[Excerpts from bounding box data]
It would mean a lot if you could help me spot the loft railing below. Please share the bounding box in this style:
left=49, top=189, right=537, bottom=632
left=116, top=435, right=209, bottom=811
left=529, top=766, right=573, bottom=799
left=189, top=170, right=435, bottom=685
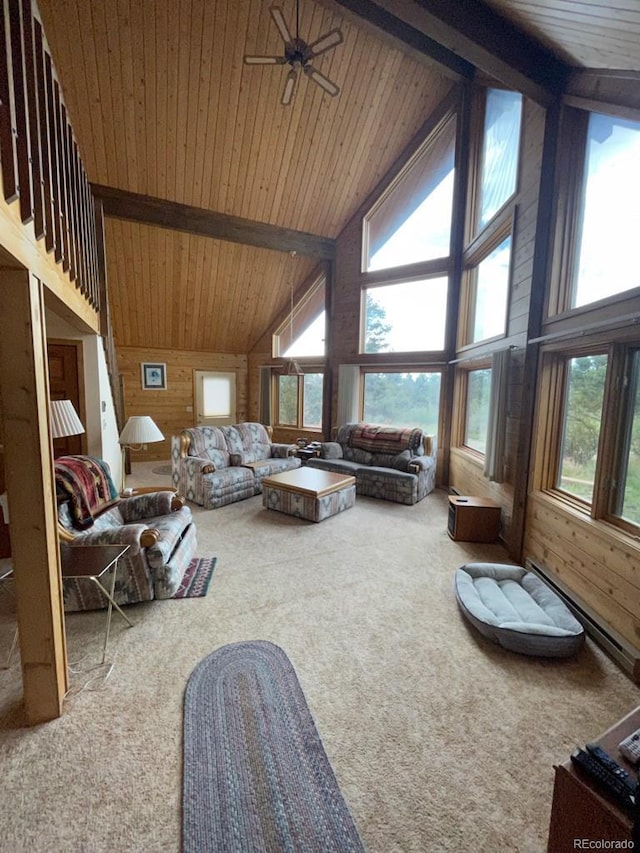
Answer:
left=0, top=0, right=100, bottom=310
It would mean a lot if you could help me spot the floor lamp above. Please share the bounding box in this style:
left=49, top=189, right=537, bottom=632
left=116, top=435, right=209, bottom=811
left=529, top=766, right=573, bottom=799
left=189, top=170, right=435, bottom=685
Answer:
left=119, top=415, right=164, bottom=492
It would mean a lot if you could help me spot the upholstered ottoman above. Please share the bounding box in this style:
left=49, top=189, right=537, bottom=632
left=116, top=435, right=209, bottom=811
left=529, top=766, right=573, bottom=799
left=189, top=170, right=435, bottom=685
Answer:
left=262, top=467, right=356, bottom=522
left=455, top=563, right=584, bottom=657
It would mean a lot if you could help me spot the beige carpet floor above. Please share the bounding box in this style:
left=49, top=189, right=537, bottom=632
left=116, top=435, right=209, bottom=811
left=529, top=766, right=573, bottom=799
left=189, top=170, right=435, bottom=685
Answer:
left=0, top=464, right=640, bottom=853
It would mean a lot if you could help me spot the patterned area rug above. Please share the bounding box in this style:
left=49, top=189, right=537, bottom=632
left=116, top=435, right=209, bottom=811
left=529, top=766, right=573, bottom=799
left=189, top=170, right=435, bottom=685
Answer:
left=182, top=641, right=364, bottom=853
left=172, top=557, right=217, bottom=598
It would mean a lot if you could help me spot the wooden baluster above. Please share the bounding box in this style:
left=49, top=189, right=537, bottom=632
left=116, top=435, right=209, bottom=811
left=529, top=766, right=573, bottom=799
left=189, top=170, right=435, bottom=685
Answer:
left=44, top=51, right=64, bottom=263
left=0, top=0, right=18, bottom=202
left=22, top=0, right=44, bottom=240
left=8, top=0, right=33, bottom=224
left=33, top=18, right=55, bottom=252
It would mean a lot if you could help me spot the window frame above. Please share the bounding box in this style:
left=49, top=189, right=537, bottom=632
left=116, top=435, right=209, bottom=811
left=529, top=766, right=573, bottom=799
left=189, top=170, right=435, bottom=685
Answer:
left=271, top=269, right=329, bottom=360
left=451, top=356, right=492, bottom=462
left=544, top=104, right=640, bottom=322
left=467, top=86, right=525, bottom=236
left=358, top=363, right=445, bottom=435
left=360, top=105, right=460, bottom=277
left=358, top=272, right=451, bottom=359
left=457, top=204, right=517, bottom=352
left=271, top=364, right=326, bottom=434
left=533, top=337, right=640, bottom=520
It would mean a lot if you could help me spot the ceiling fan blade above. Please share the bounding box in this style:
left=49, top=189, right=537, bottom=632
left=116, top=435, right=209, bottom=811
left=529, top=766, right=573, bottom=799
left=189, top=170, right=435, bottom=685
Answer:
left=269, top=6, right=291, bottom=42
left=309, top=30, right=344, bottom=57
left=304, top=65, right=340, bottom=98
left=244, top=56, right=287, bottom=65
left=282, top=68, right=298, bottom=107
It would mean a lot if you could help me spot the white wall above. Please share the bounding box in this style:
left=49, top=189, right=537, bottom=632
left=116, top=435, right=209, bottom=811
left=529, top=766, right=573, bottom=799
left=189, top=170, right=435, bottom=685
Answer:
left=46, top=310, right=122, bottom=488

- [Exercise objective] Convert the listing above into a JSON list of strings, with one string per line, skipping blank lines and omitting the pictures.

- [In response]
[
  "It would mean a lot if you could help me spot the loft railing below. Please share the bounding box in this style:",
  "left=49, top=189, right=537, bottom=632",
  "left=116, top=435, right=209, bottom=811",
  "left=529, top=766, right=573, bottom=799",
  "left=189, top=170, right=435, bottom=685",
  "Answer:",
  "left=0, top=0, right=100, bottom=310",
  "It would mean a lot if you could help me spot the floor lamp above. Please share the bounding box in this style:",
  "left=49, top=189, right=537, bottom=632",
  "left=116, top=435, right=209, bottom=811",
  "left=529, top=766, right=573, bottom=799",
  "left=189, top=170, right=435, bottom=685",
  "Answer:",
  "left=119, top=415, right=164, bottom=492",
  "It would mean a lot if you could help me spot the upholstered ottoman above. Please share the bounding box in this style:",
  "left=49, top=189, right=537, bottom=632",
  "left=116, top=435, right=209, bottom=811",
  "left=529, top=766, right=573, bottom=799",
  "left=189, top=170, right=435, bottom=685",
  "Answer:",
  "left=262, top=467, right=356, bottom=522",
  "left=455, top=563, right=584, bottom=657",
  "It would mean a lot if you could help me spot the beige carpet floor above. Please share the bounding box in this style:",
  "left=49, top=189, right=537, bottom=632",
  "left=116, top=435, right=209, bottom=811",
  "left=529, top=766, right=573, bottom=799",
  "left=189, top=170, right=435, bottom=685",
  "Answer:",
  "left=0, top=464, right=640, bottom=853",
  "It would mean a lot if you could help me spot the patterned area rug above. Please share the bounding box in this style:",
  "left=49, top=189, right=537, bottom=632",
  "left=116, top=435, right=209, bottom=811",
  "left=529, top=766, right=573, bottom=799",
  "left=189, top=170, right=435, bottom=685",
  "Answer:",
  "left=182, top=641, right=364, bottom=853",
  "left=172, top=557, right=217, bottom=598",
  "It would mean a lot if you could help me spot the wooden baluster above. Please share the bounding box in this style:",
  "left=49, top=189, right=537, bottom=632",
  "left=116, top=435, right=209, bottom=811",
  "left=529, top=766, right=573, bottom=799",
  "left=189, top=170, right=435, bottom=685",
  "Answer:",
  "left=44, top=51, right=64, bottom=263",
  "left=0, top=0, right=18, bottom=202",
  "left=22, top=0, right=44, bottom=240",
  "left=8, top=0, right=33, bottom=224",
  "left=33, top=18, right=55, bottom=252",
  "It would mean a lot if you could help me spot the window frame above. Please share the bounding box in this style:",
  "left=49, top=189, right=537, bottom=632",
  "left=116, top=435, right=209, bottom=811",
  "left=529, top=766, right=573, bottom=799",
  "left=189, top=170, right=435, bottom=685",
  "Answer:",
  "left=271, top=269, right=329, bottom=360",
  "left=451, top=356, right=492, bottom=462",
  "left=544, top=104, right=640, bottom=322",
  "left=467, top=86, right=525, bottom=236",
  "left=358, top=363, right=445, bottom=435",
  "left=360, top=105, right=460, bottom=277",
  "left=358, top=272, right=451, bottom=359",
  "left=457, top=204, right=517, bottom=352",
  "left=271, top=364, right=326, bottom=434",
  "left=533, top=337, right=640, bottom=520",
  "It would mean a lot if you could help me spot the ceiling fan blade above. Please share the bounding box in this style:",
  "left=49, top=189, right=537, bottom=632",
  "left=116, top=435, right=209, bottom=811",
  "left=529, top=766, right=573, bottom=799",
  "left=189, top=170, right=435, bottom=685",
  "Answer:",
  "left=269, top=6, right=291, bottom=42",
  "left=309, top=30, right=344, bottom=57",
  "left=304, top=65, right=340, bottom=98",
  "left=244, top=56, right=287, bottom=65",
  "left=282, top=68, right=298, bottom=107",
  "It would mean a lot if you could help me spot the white wall above. Please share the bounding box in this style:",
  "left=49, top=189, right=537, bottom=632",
  "left=116, top=435, right=209, bottom=811",
  "left=529, top=766, right=573, bottom=799",
  "left=189, top=170, right=435, bottom=685",
  "Answer:",
  "left=46, top=310, right=122, bottom=488"
]